-------- EXTRACT

Thursday, Mar. 02, 2006 12:56 p.m.

sorry

I feel like I've been in a vacuum lately - I don't even know what my life has been comprised of.

work. kids running around. commuting. class. homework. email. him watching tv. dinner. dishes pilling up in the sink that doesn't work. money. going to bed. not wanting to get out of bed. driving.

this is all I think of when I think of my life now.

I know more is involved - but apparently this is all I've been focusing on...cause it's all I can remember.

it was my friends birthday last night - so a bunch of us went out to dinner. I realized that I don't know these people anymore - I never hang out. they are just other females I've happened to run into out here and we formed together so as to not feel like we were anti-social...after all, isn't that what all casual friends are anyways?

I called my mom last night. I talked to my husband before bed. I called revisions this morning.

and after each conversation, I felt the same unspoken feeling from the other end: I am becoming a very negative person.

what do I have to talk about? nothing.

what do I have to complain about? everything.

----------------

* _INSTRUCTIONS_:
(A) Write out the stretch of the diary entry from "I know more" through "very negative person.".
(B) Answer these questions about the diary entry:
(i) What did a group of them do last night for a friend's birthday?
(ii) Whom did the writer call this morning?
(iii) What does the writer say they have to talk about?
(C) Carry on the diary entry about feeling stuck in a daily routine, starting after its last line.
The records that come next have nothing to do with the diary entry.

-------- EXTRACTED DATA

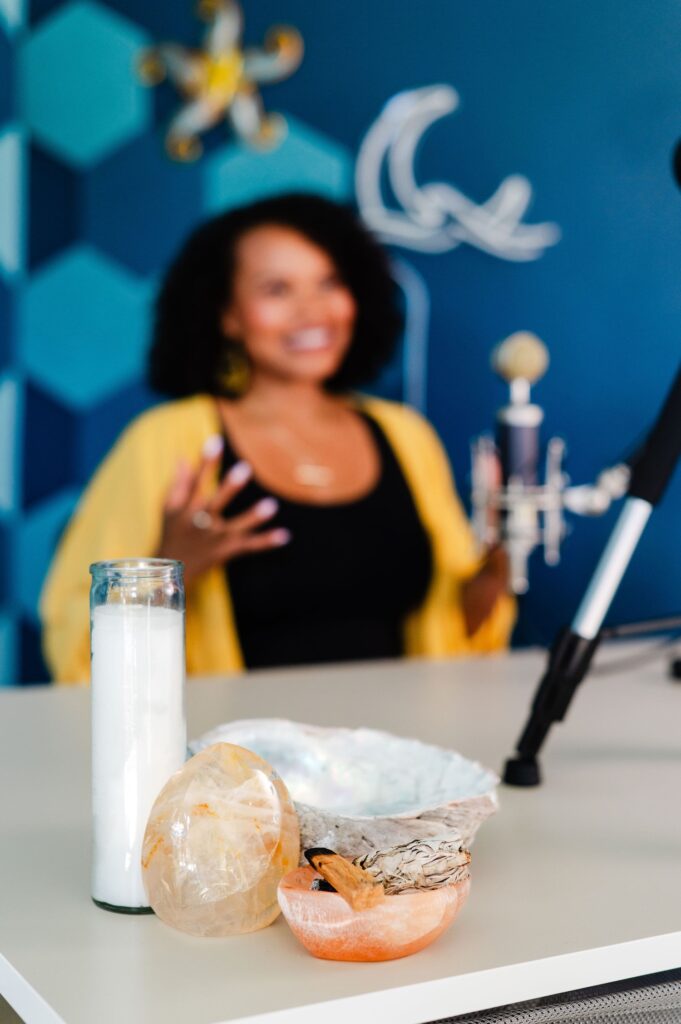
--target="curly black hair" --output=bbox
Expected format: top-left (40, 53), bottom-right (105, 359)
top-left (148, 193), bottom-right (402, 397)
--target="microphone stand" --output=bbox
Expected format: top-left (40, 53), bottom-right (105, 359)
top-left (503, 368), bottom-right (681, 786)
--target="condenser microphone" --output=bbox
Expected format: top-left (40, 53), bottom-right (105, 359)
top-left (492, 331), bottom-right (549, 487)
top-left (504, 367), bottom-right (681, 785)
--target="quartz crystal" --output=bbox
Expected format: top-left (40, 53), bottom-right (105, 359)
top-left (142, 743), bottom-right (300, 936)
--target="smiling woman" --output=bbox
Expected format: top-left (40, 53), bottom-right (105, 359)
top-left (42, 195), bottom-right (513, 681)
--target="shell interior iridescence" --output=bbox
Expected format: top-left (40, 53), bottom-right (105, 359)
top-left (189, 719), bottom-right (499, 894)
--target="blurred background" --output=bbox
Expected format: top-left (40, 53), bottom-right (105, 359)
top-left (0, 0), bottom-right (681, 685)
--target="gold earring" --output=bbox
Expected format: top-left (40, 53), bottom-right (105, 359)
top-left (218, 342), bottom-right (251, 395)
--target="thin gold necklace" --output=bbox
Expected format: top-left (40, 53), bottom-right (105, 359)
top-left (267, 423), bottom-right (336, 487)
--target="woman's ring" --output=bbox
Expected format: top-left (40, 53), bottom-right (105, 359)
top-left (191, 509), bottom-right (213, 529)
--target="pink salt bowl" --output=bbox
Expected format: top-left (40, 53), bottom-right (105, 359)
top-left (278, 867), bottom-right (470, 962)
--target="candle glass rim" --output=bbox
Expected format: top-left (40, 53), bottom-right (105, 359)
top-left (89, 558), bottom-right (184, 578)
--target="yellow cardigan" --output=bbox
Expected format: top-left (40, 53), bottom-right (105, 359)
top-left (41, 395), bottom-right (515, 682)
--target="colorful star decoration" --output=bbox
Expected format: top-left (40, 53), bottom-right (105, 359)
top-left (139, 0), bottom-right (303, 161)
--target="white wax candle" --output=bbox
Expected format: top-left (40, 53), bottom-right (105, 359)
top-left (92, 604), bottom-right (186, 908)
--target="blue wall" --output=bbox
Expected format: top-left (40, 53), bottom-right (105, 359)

----------------

* _ANSWER LIST_:
(A)
I know more is involved - but apparently this is all I've been focusing on...cause it's all I can remember.

it was my friends birthday last night - so a bunch of us went out to dinner. I realized that I don't know these people anymore - I never hang out. they are just other females I've happened to run into out here and we formed together so as to not feel like we were anti-social...after all, isn't that what all casual friends are anyways?

I called my mom last night. I talked to my husband before bed. I called revisions this morning.

and after each conversation, I felt the same unspoken feeling from the other end: I am becoming a very negative person.

(B)
(i) They went out to dinner.
(ii) Revisions.
(iii) Nothing.

(C)
I don't know how to carry a conversation anymore. I was reminded of this at dinner last night. I couldn't even chat with the girls. I sat there, politely. I asked about the food and the other things one must discuss when going out to dinner with friends - but I brought nothing else to the conversation.

it was as though I were merely the shell of who I used to be. as though I had nothing else inside.

I feel like I'm just holding on now - till when it will all be over and things will be better.

but things are never 'better' . things just change...and there will ALWAYS be something that I must deal with.

I know I shouldn't be like this...and the guilt from my behaviors makes me only that much more ashamed...and that much more wanting to go hide under a rock for the next several months.

I'll come back out when I'm no longer negative. when I have something happy to talk about. when I'm not just focused on survival.

this is what I want to do. but I know I can't.

I'm sorry everyone.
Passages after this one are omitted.